> [SELECTION]:
== == ==

The tables have turned… at least somewhat.

In 2019, the American government will collect taxes from a member of the British Royal family.

As an American citizen, Meghan Markle owes US taxes on her world-wide income. The pregnant Markle will soon pass along this obligation to her child. America is one of three countries in the world that taxes its citizens on their world-wide income regardless of their residency – the other two being Eritrea and Myanmar.

After marrying Prince Harry, Markle most assuredly received gifts and in excess of the $15,797 and likely assets in excess of $200,000 – as a result, she’ll have to report foreign assets on Form 8938. Children receiving taxable income under $2,000 can file tax with their parents. However, the child will likely receive lavish gifts and therefore have to file a separate return.

There is only one important question: why?

What is the benefit of retaining her US citizenship?

The Duke and the Duchess live in England. Although she is not yet a citizen, England could easily provide her a diplomatic passport. It is unimaginable that some other nation would refuse to honor it.

She can then travel as she pleases.

Surely there are many tax professionals discussing Markle’s and her child’s tax obligations. But they’re missing the point. Paying the taxes is of secondary importance.

== == ==

> [DATA]:
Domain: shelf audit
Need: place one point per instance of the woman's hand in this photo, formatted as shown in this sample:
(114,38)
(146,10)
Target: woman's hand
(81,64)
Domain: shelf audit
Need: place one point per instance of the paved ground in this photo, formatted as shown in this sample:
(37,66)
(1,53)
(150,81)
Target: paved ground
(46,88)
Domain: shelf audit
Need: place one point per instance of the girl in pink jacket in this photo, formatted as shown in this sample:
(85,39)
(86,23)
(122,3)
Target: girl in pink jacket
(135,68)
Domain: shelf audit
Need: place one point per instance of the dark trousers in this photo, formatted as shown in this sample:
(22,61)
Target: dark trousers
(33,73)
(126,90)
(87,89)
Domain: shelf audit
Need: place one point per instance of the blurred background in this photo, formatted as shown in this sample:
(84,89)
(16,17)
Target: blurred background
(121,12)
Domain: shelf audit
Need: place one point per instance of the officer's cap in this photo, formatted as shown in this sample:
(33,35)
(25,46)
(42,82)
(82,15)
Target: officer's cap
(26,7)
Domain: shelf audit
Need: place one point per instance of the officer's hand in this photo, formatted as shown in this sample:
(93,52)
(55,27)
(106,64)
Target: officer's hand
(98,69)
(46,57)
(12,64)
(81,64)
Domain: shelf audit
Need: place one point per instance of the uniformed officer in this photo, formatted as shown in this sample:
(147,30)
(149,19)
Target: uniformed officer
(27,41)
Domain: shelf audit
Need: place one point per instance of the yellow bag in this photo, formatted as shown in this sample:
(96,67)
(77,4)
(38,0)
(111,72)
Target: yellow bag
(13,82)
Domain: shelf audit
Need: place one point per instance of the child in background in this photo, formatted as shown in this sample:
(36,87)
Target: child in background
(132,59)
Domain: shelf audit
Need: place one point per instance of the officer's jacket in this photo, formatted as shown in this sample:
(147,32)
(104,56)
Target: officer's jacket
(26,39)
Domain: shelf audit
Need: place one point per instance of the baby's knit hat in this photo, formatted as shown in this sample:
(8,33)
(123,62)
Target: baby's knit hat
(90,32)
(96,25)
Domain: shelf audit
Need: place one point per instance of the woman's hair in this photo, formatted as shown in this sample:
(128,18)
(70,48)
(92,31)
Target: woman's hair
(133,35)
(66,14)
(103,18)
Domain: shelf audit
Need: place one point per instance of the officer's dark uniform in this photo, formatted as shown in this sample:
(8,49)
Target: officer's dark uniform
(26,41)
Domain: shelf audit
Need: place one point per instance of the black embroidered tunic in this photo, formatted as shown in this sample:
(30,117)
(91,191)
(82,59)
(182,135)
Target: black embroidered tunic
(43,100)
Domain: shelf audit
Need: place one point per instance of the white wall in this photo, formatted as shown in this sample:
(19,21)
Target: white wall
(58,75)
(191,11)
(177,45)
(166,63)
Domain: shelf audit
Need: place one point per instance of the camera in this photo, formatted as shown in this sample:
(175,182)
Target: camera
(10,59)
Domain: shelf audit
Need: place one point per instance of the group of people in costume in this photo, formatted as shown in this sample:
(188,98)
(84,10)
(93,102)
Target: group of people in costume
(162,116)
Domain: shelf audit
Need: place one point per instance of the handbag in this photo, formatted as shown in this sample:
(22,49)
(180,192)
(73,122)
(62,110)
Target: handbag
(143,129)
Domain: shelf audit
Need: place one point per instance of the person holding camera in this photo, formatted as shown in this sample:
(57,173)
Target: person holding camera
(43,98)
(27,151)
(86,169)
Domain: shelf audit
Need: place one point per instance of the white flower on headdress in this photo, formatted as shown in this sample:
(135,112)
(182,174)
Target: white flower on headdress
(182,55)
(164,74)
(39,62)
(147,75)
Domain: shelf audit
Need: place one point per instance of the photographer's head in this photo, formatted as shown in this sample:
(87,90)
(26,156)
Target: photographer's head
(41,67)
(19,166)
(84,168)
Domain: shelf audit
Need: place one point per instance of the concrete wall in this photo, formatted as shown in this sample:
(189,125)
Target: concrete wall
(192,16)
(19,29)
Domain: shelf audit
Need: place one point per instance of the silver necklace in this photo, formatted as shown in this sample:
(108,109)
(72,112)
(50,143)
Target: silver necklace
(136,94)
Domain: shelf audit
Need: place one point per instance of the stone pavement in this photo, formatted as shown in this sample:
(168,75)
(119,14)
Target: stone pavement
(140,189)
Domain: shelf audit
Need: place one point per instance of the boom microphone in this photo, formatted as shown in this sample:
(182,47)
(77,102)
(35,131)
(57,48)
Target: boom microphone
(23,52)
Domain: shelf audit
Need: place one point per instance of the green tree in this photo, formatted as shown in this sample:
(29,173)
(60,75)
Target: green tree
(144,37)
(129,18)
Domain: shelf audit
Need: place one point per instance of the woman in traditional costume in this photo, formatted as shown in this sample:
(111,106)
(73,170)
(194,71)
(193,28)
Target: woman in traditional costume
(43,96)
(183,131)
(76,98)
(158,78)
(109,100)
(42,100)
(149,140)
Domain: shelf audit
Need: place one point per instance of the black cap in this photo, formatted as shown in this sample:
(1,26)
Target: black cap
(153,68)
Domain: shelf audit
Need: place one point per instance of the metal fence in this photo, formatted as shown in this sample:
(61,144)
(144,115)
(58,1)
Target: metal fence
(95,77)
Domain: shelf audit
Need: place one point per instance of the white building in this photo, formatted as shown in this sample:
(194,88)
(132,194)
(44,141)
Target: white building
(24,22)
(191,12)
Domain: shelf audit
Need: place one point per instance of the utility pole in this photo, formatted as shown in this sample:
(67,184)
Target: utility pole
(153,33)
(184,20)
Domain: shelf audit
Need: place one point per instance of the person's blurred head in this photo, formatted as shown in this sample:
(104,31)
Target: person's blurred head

== == ==

> [YOUR INSTRUCTIONS]: Please transcribe everything in the piece on Meghan Markle's US taxes from "After marrying Prince" down to "of secondary importance.".

> [EXERCISE ANSWER]:
After marrying Prince Harry, Markle most assuredly received gifts and in excess of the $15,797 and likely assets in excess of $200,000 – as a result, she’ll have to report foreign assets on Form 8938. Children receiving taxable income under $2,000 can file tax with their parents. However, the child will likely receive lavish gifts and therefore have to file a separate return.

There is only one important question: why?

What is the benefit of retaining her US citizenship?

The Duke and the Duchess live in England. Although she is not yet a citizen, England could easily provide her a diplomatic passport. It is unimaginable that some other nation would refuse to honor it.

She can then travel as she pleases.

Surely there are many tax professionals discussing Markle’s and her child’s tax obligations. But they’re missing the point. Paying the taxes is of secondary importance.